TASK OBJECTIVE:
Please find every line in the entries below that contains the string "segment", matching case exactly, and copy each of those lines in full.

DATASET ENTRIES start

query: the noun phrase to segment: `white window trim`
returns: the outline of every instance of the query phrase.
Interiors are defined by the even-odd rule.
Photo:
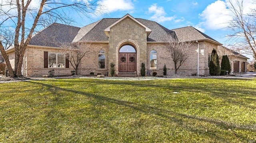
[[[49,66],[49,55],[51,53],[54,53],[56,55],[56,65],[57,67],[50,67]],[[56,52],[48,52],[48,68],[60,68],[60,69],[65,69],[66,68],[66,60],[64,61],[64,67],[58,67],[58,55],[63,54],[64,55],[64,58],[66,59],[66,56],[65,54],[61,53],[56,53]]]
[[[151,54],[150,53],[151,52],[151,51],[154,51],[156,52],[156,53],[154,53],[154,54]],[[152,70],[152,71],[154,71],[154,70],[158,70],[158,52],[157,51],[155,50],[155,49],[152,49],[151,50],[150,50],[149,51],[149,69],[150,70]],[[156,55],[156,69],[151,69],[151,64],[150,64],[150,55]]]
[[[100,51],[104,51],[104,53],[99,53],[99,52],[100,52]],[[105,59],[104,59],[104,61],[105,61],[105,66],[104,66],[104,69],[100,69],[100,68],[99,68],[99,55],[105,55]],[[98,62],[97,63],[98,66],[98,70],[105,70],[106,69],[106,51],[105,51],[105,50],[103,50],[103,49],[101,49],[98,52],[98,56],[97,56],[97,61]]]

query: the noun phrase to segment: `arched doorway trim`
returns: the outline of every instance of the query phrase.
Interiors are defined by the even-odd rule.
[[[136,51],[136,70],[138,70],[139,69],[139,66],[140,65],[140,50],[139,49],[139,46],[134,41],[130,39],[124,40],[121,42],[119,42],[118,44],[116,46],[116,72],[119,72],[119,63],[118,61],[119,59],[119,50],[124,45],[130,45],[135,49]]]

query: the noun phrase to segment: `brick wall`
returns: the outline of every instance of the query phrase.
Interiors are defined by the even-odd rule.
[[[115,64],[116,72],[118,71],[119,50],[127,44],[132,45],[136,51],[137,59],[139,59],[137,60],[136,69],[140,70],[140,65],[147,60],[146,39],[145,28],[129,17],[110,28],[109,63],[113,62]]]

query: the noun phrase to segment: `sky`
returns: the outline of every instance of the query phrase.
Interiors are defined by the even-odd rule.
[[[246,12],[256,7],[253,0],[244,1]],[[230,44],[225,37],[229,32],[225,29],[226,23],[232,19],[227,7],[228,0],[102,0],[100,4],[108,10],[104,11],[106,14],[90,18],[77,16],[78,25],[103,18],[121,18],[129,14],[134,18],[155,21],[170,29],[192,26],[224,46]]]
[[[0,2],[6,0],[0,0]],[[66,2],[74,0],[90,2],[94,0],[58,0]],[[79,27],[103,18],[121,18],[127,14],[134,18],[155,21],[170,29],[192,26],[227,47],[228,45],[232,44],[225,37],[230,32],[225,28],[227,25],[226,23],[232,18],[230,16],[232,14],[227,8],[229,0],[233,2],[235,1],[101,0],[99,4],[104,6],[105,10],[102,12],[105,14],[89,14],[88,16],[89,18],[78,14],[77,13],[72,13],[72,12],[70,12],[69,14],[76,22],[73,25]],[[244,0],[245,14],[250,11],[250,8],[256,8],[256,4],[252,4],[254,1],[255,0]],[[30,7],[38,8],[40,1],[32,0]],[[10,9],[10,8],[5,8],[7,10]],[[16,12],[11,10],[9,12]]]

DATASET ENTRIES end

THE ANSWER:
query: the noun phrase to segment: `white window trim`
query: the noun phrase to segment: `arched doorway trim`
query: the noun phrase to segment: `brick wall`
query: the noun phrase to segment: `sky`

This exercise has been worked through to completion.